(Selected excerpt)
>>>>

And indeed, the influence of Notes on Dhamma on Buddhist thinkers continues to increase more than three decades after its publication. Inasmuch as the first edition, long out of print, consisted of only 250 copies, how is it that this book has aroused such extraordinary interest and controversy? The answer, it seems, is to be discovered not only in the specific content of the Notes but in their general attitude, their view and direction. In describing that attitude their author wrote of the Notes that they “attempt to provide an intellectual basis for the understanding of the Suttas without abandoning saddhā”; that they “have been written with the purpose of clearing away a mass of dead matter which is choking the Suttas”; and that, above all, “the Notes are designed to be an invitation to the reader to come and share the author’s point of view”.
That point of view—achieved by the Ven. Ñānavīra through dedicated self-investigation using the Buddha’s Teaching as a guide—is described unflinchingly in the Notes, which assume that “the reader’s sole interest in the Pali Suttas is a concern for his own welfare”. However, the Notes, with their admitted intellectual and conceptual difficulties, are not the only way to discuss right view or to offer right-view guidance. The letters which are collected here are not only “something of a commentary on the Notes”; they are, independently, a lucid discussion of how an individual concerned fundamentally with self-disclosure deals with the dilemma of finding himself in an intolerable situation, where the least undesirable alternative is suicide.
With openness, calmness, and considerable wit the Ven. Ñānavīra discusses with his correspondents (including his doctor, a judge, a provincial businessman, a barrister, a British diplomat, and another British citizen) the illnesses that plague him and what he can and cannot do about them, and about his own existence. His life as a Buddhist monk in a remote jungle abode is not incidental to the philosophy he expounds: the two are different aspects of the same thing, namely a vision that penetrates into the human situation both as universal and as particular, and recognizes that it is this situation which it is the business of each of us to resolve for ourselves. In presenting this view the Ven. Ñānavīra offers a contemporary exposition of the Teaching of the Buddha. In living this view he evokes a dramatic situation wherein an individual resolutely faces those questions which every lucid person must eventually face.
Most of the editorial work connected with Ven. Ñānavīra Thera’s writings was performed—as a labour of love—by the late Sāmanera Bodhesako (Robert Smith), who died in Kathmandu in 1988, aged 49, from a sudden intestinal hernia while on a return journey to the United States to join his father for the latter’s eightieth birthday celebration. During the last years of his life in Sri Lanka he founded Path Press which published Clearing the Path: Writings of Ñānavīra Thera (1960-1965). He also worked as editor for the Buddhist Publication Society in Kandy which published The Tragic, The Comic & The Personal: Selected Letters of Ñānavīra Thera (Wheel 339/341) in 1987. Prof. Forrest Williams of the University of Colorado also participated as the co-editor of Clearing the Path.
Clearing the Path has so far been translated into Czech, Dutch, German, Sinhalese, and Serbo-Croatian (only Notes on Dhamma).

<<<<

(Supplied entries)
>>>>

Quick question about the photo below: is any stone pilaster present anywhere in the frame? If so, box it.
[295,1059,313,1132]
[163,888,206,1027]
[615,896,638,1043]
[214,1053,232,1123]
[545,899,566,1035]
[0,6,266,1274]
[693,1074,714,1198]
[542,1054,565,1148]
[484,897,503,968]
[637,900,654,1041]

<<<<

(Tasks to perform)
[a] Answer these questions from the passage on Ñānavīra Thera's writings:
(i) How many copies made up the first edition of Notes on Dhamma?
(ii) In which city did Sāmanera Bodhesako die?
(iii) Which university is Prof. Forrest Williams from?
[b] Set down, word for word, the part of the passage on Ñānavīra Thera's writings that opens with the words containing "Most of the" and closes with "Clearing the Path.".
The items have nothing to do with the work here.

(Exercise solutions)
[a]
(i) 250 copies
(ii) Kathmandu
(iii) The University of Colorado

[b]
Most of the editorial work connected with Ven. Ñānavīra Thera’s writings was performed—as a labour of love—by the late Sāmanera Bodhesako (Robert Smith), who died in Kathmandu in 1988, aged 49, from a sudden intestinal hernia while on a return journey to the United States to join his father for the latter’s eightieth birthday celebration. During the last years of his life in Sri Lanka he founded Path Press which published Clearing the Path: Writings of Ñānavīra Thera (1960-1965). He also worked as editor for the Buddhist Publication Society in Kandy which published The Tragic, The Comic & The Personal: Selected Letters of Ñānavīra Thera (Wheel 339/341) in 1987. Prof. Forrest Williams of the University of Colorado also participated as the co-editor of Clearing the Path.